◆ Passage for review ◆

BEVs are traditionally more expensive than their petrol and diesel counterparts. However, their importance to the reduction of air pollution means governments around Europe are keen to promote their sales. Incentive schemes have leaned heavily towards bonuses for BEV sales, yet in the second quarter, only France had introduced its scheme, with Germany’s increased incentives coming into effect during July and Spain and Italy introducing their schemes in August. France saw BEV growth of 82%, with over 19.000 units sold in Q2. Germany saw 21% growth and Italy 17.3%, while Spain posted a decline of 54.4% in BEV sales.
Therefore, many drivers who were considering a BEV likely waited until incentive schemes came into effect, impacting sales of the technology in the second quarter. At the same time, the ability to take advantage of some form of a bonus on a car that can travel long distances with shorter refuelling times, and still offer electric-driving capabilities in urban areas, is likely to have made PHEVs more attractive to the casual user. It could be expected that these roles will be reversed in the Q3 numbers, thanks to the focus of incentive schemes on BEVs.
The figures highlight just how far EVs have to go when taking market share from petrol vehicles. Since the Dieselgate scandal, sales of diesel engines have been in decline across Europe. Drivers instead have moved to petrol engines, especially as new smaller, turbocharged units provide similar fuel economy to diesel without the nitrogen oxide emissions – a key component of the scandal.
Still cause for concern
However, this, in turn, has led to an increase in CO2 pollution across the continent. With emissions regulations mandating fines for carmakers if they breach an average CO2 measurement across their fleets, there is a big push for electric vehicles, particularly BEVs, to take market share away from petrol models and reduce CO2 output.
The latest ACEA numbers, showing a continuation in the trend of petrol holding over 50% of the EU market and diesel declining, must therefore cause some panic among manufacturers. They would rather see EVs taking share from petrol, while it appears that instead, it is the diesel market that is continuing to suffer at the hands of the new technology.

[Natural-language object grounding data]

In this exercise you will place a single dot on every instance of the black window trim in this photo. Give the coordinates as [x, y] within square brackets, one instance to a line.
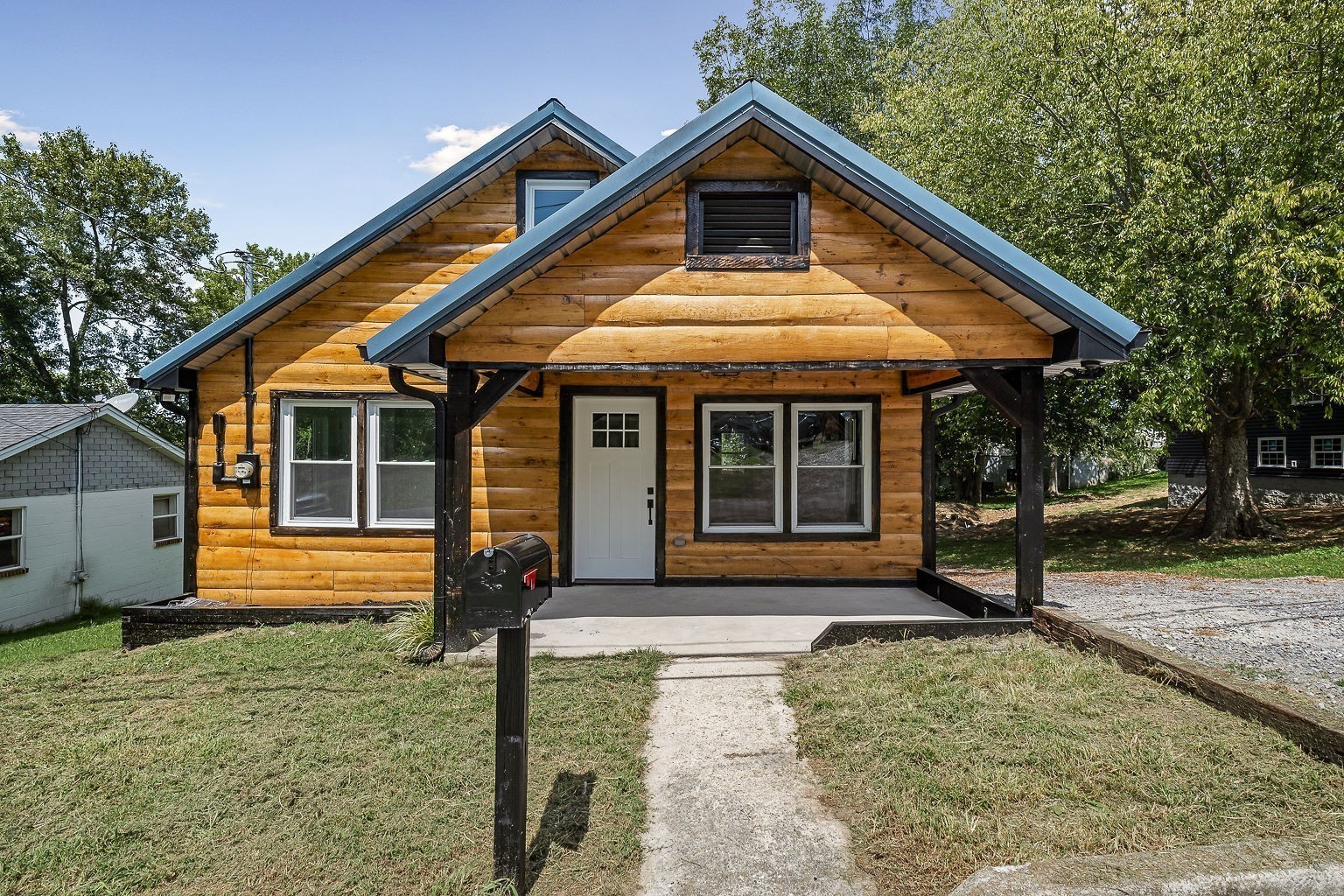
[788, 401]
[363, 528]
[695, 260]
[521, 187]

◆ What the task asks ◆
Please continue the article on electric car sales in Europe, picking up right after its last sentence.

◆ Exercise result ◆
This suggests that there is concern among consumers as to the viability of BEVs. While for a number of years there has not been the supply available, as carmakers spent time developing their powertrains, today the concern is surrounding infrastructure and charging times.
Despite a decline of 7.2% during the second quarter, hybrid electric vehicles (HEV) remained the bestselling alternatively-powered vehicle type in the European Union, with 172,149 units registered in total, representing 9.6% of the market.
Sales of passenger cars running on the alternative fuels ethanol (E85), liquid petroleum gas (LPG) and natural gas (NGV) halved from April to June this year (down 50.5%), mainly due to the strong contraction in Italy, which is the largest EU market for these fuel types.
All alternatively-powered vehicles (APV) combined represented 18.7% of the EU new-car market. A total of 335,906 units were sold from April to June 2020, or 1.1% less than in 2019. Among the four major markets, France and Germany posted positive results, up 51.1% and 20.6% respectively, mainly driven by sales of PHEVs.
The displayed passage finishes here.